Referring expression pointing data »
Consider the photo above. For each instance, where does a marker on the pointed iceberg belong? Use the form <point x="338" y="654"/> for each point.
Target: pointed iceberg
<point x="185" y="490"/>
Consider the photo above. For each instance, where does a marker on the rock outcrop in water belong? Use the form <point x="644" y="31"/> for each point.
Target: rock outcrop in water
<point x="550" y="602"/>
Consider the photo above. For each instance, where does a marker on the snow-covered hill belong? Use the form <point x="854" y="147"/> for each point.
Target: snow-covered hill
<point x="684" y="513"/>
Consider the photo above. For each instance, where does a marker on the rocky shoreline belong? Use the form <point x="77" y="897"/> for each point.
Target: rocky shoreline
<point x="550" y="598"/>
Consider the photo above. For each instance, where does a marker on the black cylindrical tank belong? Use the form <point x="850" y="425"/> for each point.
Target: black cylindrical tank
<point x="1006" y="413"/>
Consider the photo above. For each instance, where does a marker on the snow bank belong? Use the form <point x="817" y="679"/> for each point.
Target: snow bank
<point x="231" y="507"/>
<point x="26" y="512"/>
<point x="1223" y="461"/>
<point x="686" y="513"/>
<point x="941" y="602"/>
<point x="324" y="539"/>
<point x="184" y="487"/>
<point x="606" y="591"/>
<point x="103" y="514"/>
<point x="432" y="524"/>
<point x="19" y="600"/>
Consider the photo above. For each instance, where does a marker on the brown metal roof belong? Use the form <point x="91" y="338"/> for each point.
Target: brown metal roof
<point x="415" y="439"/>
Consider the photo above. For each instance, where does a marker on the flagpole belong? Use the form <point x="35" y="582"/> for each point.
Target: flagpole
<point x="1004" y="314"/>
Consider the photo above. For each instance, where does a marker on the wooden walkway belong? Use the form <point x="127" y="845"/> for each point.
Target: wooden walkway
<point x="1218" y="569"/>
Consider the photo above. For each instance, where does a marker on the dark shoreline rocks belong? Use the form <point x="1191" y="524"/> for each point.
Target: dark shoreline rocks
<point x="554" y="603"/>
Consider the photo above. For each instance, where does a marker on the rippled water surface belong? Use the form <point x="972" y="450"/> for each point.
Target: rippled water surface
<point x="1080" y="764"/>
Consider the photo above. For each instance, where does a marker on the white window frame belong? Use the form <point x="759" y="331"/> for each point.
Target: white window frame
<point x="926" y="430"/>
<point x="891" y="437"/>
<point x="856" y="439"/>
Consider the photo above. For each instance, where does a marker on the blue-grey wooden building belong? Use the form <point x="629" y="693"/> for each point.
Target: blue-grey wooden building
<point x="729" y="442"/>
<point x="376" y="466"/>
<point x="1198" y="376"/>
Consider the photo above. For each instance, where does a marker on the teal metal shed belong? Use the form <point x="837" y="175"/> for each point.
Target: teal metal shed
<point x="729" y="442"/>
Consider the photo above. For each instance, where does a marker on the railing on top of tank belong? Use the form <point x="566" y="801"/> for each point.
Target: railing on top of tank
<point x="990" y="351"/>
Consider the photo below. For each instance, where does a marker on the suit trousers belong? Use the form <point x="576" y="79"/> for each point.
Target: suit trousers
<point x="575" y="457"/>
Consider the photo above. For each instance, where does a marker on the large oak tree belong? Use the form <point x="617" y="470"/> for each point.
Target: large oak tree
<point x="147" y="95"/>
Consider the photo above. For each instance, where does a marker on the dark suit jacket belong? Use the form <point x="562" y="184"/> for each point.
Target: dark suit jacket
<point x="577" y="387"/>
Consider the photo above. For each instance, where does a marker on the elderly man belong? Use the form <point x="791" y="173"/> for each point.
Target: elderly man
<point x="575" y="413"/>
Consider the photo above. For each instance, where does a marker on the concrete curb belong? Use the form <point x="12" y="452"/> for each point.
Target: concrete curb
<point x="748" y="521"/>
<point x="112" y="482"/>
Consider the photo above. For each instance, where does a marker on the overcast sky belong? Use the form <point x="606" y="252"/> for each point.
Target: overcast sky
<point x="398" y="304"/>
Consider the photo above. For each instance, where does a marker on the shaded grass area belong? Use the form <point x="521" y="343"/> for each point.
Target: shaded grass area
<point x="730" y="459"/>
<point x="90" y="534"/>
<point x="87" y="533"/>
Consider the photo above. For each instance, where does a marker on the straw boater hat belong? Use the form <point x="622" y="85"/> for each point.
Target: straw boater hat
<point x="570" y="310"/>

EXERCISE » After reading the data, retype all of it exactly as it reads.

EXERCISE RESULT »
Consider the photo above. For each instance, where does a marker on the pointed iceberg belong? Use the form <point x="338" y="654"/> for each point.
Target: pointed iceberg
<point x="185" y="490"/>
Consider the photo above. For each instance, where does a marker on the rock outcrop in water belong? Use the form <point x="644" y="31"/> for each point.
Target: rock outcrop in water
<point x="550" y="602"/>
Consider the photo above. For each instance, where does a marker on the snow-covered hill belong? Use the form <point x="854" y="147"/> for each point.
Target: snow-covered hill
<point x="684" y="513"/>
Consider the photo above. For each instance, where does a marker on the rocky shoreline belong? Use the form <point x="77" y="897"/> for each point.
Target: rocky shoreline
<point x="550" y="598"/>
Consider the photo above. For each instance, where does a marker on the black cylindrical tank belong? Use the form <point x="850" y="425"/> for each point.
Target: black cylindrical tank
<point x="1006" y="413"/>
Consider the photo above. For each instance, where does a marker on the snow bank belong? Use the form <point x="817" y="679"/> for each point.
Target: snow bank
<point x="231" y="507"/>
<point x="26" y="512"/>
<point x="1223" y="461"/>
<point x="686" y="513"/>
<point x="941" y="602"/>
<point x="324" y="539"/>
<point x="184" y="487"/>
<point x="606" y="591"/>
<point x="103" y="514"/>
<point x="432" y="524"/>
<point x="19" y="600"/>
Consider the photo above. For each instance, where does a marker on the brown metal roof belong? Use the form <point x="91" y="338"/> for each point.
Target: brown metal roof
<point x="415" y="439"/>
Consider the photo above. For each instance, where does a marker on the flagpole belong? Use the form <point x="35" y="582"/> for each point.
Target: flagpole
<point x="1004" y="314"/>
Consider the photo above. For each instance, where does a marker on the wooden walkway belong? Use the form <point x="127" y="845"/> for each point.
Target: wooden walkway
<point x="1218" y="569"/>
Consider the photo above. For each instance, where does a marker on the dark shoreline rocks belong? Use the form <point x="1191" y="524"/> for each point.
Target: dark shoreline rocks
<point x="554" y="603"/>
Consider the photo above. For each instance, where does a marker on the rippled water surface belong? Use the form <point x="972" y="450"/> for each point.
Target: rippled water surface
<point x="1080" y="764"/>
Consider the photo above. For each instance, where does a marker on the white window frame belong? Use the form <point x="759" y="331"/> for each point.
Target: white window frame
<point x="926" y="430"/>
<point x="891" y="437"/>
<point x="856" y="439"/>
Consider the photo above. For each instance, where does a marker on the blue-grey wooden building belong? Use the form <point x="629" y="693"/> for each point.
Target: blue-grey wooden building
<point x="729" y="442"/>
<point x="376" y="466"/>
<point x="1198" y="376"/>
Consider the photo above. For each instance, where does a marker on the teal metal shed belong? Use the form <point x="837" y="175"/> for each point.
Target: teal metal shed
<point x="729" y="442"/>
Consider the photo above. For each instance, where does a marker on the railing on top of tank belong? Use the form <point x="566" y="801"/> for each point.
Target: railing on top of tank
<point x="990" y="351"/>
Consider the photo below. For each instance, where does a marker on the suit trousers belong? Use the form <point x="576" y="79"/> for each point.
Target: suit trousers
<point x="575" y="457"/>
Consider the photo above. For each instance, where does a marker on the large oak tree belong? Use the form <point x="617" y="470"/> for each point.
Target: large oak tree
<point x="147" y="95"/>
Consider the photo above. For each instance, where does a marker on the dark suit jacket belong? Use the form <point x="562" y="184"/> for each point.
Target: dark suit jacket
<point x="577" y="387"/>
Consider the photo above. For each instance, where does a marker on the elderly man belong? Use the form <point x="791" y="173"/> for each point.
Target: elderly man
<point x="575" y="413"/>
Consider the photo above. For each instance, where does a marker on the concrete curb belong? Use the form <point x="12" y="452"/> for each point.
Target: concrete curb
<point x="748" y="521"/>
<point x="112" y="482"/>
Consider the photo above. For each instance, where does a marker on the overcast sky belong? Use the form <point x="606" y="252"/> for each point.
Target: overcast sky
<point x="398" y="304"/>
Consider the photo above. For each instance, where does a marker on the shaded grass area belong? Use the form <point x="521" y="343"/> for each point.
Target: shaded grass area
<point x="730" y="459"/>
<point x="90" y="534"/>
<point x="87" y="533"/>
Consider the photo above. For each instance, where does a marker on the straw boater hat belong? Use the form <point x="622" y="85"/> for each point.
Target: straw boater hat
<point x="570" y="310"/>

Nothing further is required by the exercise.